> **Extrait à lire**:

= = = = = = =

Car si le périple du Mali au Maroc n’a pas été une partie de plaisir, la suite du voyage est un véritable enfer : au moins 17 000 migrants sont décédés en tentant de traverser la Méditerranée depuis 2014 selon l’organisation internationale pour les migrations (OIM).
« C'était très dangereux. Le canot pouvait se percer facilement. »
Abdoulaye Diara
Et le pilote ne semble pas bien connaître la mer. Le groupe finit par être arrêté par la police après cinq heures passées dans l’embarcation. De retour au Maghreb, Abdoulaye Diara est mis en prison puis envoyé en bus dans un endroit dont il ignore le nom.
Une dernière chance
Le coup est dur, mais le mineur ne lâche rien. « J’ai repris du courage. Je me suis dit que c’était ma dernière chance. » Il prend de nouveau la direction du Maroc, tenaillé par la faim et sous un soleil ardent. Sur l’autoroute, alors qu’il est à pied, des automobilistes s’arrêtent pour lui donner de quoi manger. « C’est là que j’ai découvert que des gens étaient gentils. Ça m’a fait du bien », souffle le jeune homme.
De nouveau prêt à prendre la mer, il n’a plus le moindre sou en poche. Mais un passeur le laisse monter dans un canot pneumatique qui n’est pas aussi rempli que le premier : ils sont une trentaine à bord cette fois-ci. Très tôt dans la matinée, le bateau part vers l’Espagne. Mais à 16 h, la côte européenne est toujours loin et l’embarcation montre ses limites. Crevée, elle menace de se retourner à chaque vague. L’eau jusqu’à la taille, sans gilet de sauvetage, Abdoulaye Diara voit son heure arriver.
« Je me suis dit que j'avais quitté mes parents pour venir mourir ici. »

= = = = = = =

> **Données disponibles**:
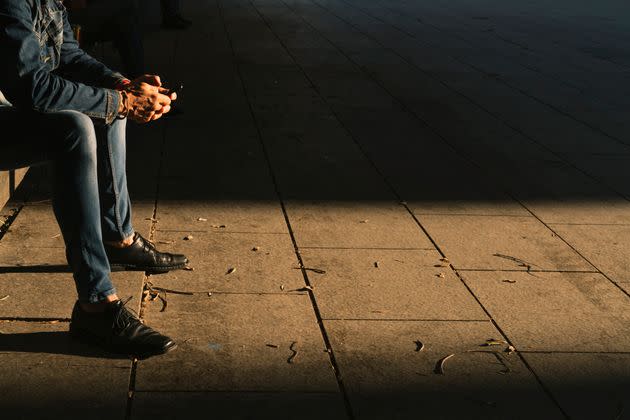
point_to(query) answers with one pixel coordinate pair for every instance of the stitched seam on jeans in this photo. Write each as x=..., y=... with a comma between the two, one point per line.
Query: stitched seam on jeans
x=116, y=193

= = = = = = =

> **Consignes de l'exercice**:
Reproduisez tel quel le passage de l'extrait sur la traversée d'Abdoulaye Diara compris entre « Une dernière chance » et « le jeune homme. », ces deux bornes incluses.

> **Résultat de l'exercice**:
Une dernière chance
Le coup est dur, mais le mineur ne lâche rien. « J’ai repris du courage. Je me suis dit que c’était ma dernière chance. » Il prend de nouveau la direction du Maroc, tenaillé par la faim et sous un soleil ardent. Sur l’autoroute, alors qu’il est à pied, des automobilistes s’arrêtent pour lui donner de quoi manger. « C’est là que j’ai découvert que des gens étaient gentils. Ça m’a fait du bien », souffle le jeune homme.